= EXCERPT =
################
Cash is capable of being a rival for Becker. He is not a grass court wonder who is lost when not playing on something green and soft. He is the product of Australian grass courts, but, as his coach Ian Barclay pointed out, he grew up on clay and developed his ground strokes first.

"Pat couldn't even hit a smash until he was 14," Barclay said. "But I really think that's the way you develop a great tennis player. Teach him the basics first. Anything else can be developed. But if you don't have the basic strokes, you'll never be a top player."

Ironically, Lendl is a perfect example of this theory. Only in the last few years has Lendl developed a serve-and-volley game to go with his remarkable ground strokes. Although he will never be the natural on grass that Becker, Cash or McEnroe are, he has become a very good grass court player. He has yet to win Wimbledon but he has been to two straight finals and four semifinals in five years. If he were any other player in the world, that record would be hailed as exemplary.

But he has not won and, with 30 beginning to loom -- he will be 28 for the next Wimbledon -- and younger people such as Becker and Cash at points in their careers where they should continue to improve, Lendl must be wondering if he will ever win here.
################
= TASK DETAILS =
Please reproduce the part of the tennis excerpt between "But he has not" and "ever win here.", inclusive.
################
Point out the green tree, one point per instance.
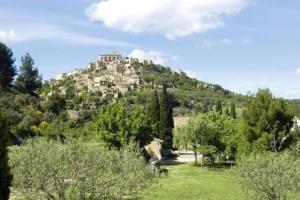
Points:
(268, 121)
(117, 126)
(112, 125)
(55, 103)
(270, 176)
(196, 133)
(5, 176)
(28, 80)
(49, 169)
(232, 111)
(227, 113)
(227, 131)
(219, 107)
(166, 119)
(7, 67)
(154, 113)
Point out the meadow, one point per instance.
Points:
(186, 181)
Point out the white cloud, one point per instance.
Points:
(191, 74)
(224, 42)
(155, 56)
(172, 18)
(8, 36)
(298, 70)
(36, 32)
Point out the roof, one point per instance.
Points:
(111, 55)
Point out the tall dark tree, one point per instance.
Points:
(232, 111)
(268, 121)
(166, 119)
(154, 113)
(5, 176)
(7, 67)
(227, 113)
(29, 80)
(219, 107)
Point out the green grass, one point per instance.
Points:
(187, 182)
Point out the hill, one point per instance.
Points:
(113, 77)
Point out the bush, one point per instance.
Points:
(48, 169)
(269, 176)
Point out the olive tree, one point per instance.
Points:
(47, 169)
(269, 176)
(196, 133)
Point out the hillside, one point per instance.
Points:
(114, 77)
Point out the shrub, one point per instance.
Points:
(269, 176)
(48, 169)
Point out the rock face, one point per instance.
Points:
(110, 75)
################
= OUTPUT =
But he has not won and, with 30 beginning to loom -- he will be 28 for the next Wimbledon -- and younger people such as Becker and Cash at points in their careers where they should continue to improve, Lendl must be wondering if he will ever win here.